=== PROBLEMA POSTO ===
Trascrivi parola per parola tutte le righe, da quella che contiene "the bus windshield" fino all'ultima, estremi compresi.

=== RIGHE ESTRATTE ===
· · · · ·
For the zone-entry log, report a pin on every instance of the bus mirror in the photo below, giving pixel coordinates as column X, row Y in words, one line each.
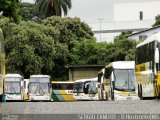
column 157, row 56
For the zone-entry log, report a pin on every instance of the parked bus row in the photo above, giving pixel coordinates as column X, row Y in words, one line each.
column 121, row 80
column 115, row 82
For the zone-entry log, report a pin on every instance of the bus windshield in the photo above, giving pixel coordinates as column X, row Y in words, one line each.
column 12, row 79
column 40, row 79
column 78, row 87
column 62, row 86
column 93, row 87
column 39, row 88
column 124, row 79
column 12, row 87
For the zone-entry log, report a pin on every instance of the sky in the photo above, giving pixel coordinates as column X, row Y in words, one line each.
column 91, row 11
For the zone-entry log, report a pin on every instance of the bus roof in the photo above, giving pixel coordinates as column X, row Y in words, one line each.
· · · · ·
=== RISPOSTA COMPLETA ===
For the zone-entry log, report a pin on every instance of the bus windshield in the photo above, giving pixel coordinates as column X, row Y in words, one line each.
column 12, row 79
column 40, row 79
column 78, row 87
column 62, row 86
column 93, row 87
column 39, row 88
column 124, row 79
column 12, row 87
For the zone-entry log, report a pin on every instance of the sky in the photo above, giving pixel coordinates as column X, row Y in words, one line each.
column 91, row 11
For the zone-entry log, report a pin on every instance of the bus roof in the photo above, giving pixel coordinates as column X, row Y in words, one line each.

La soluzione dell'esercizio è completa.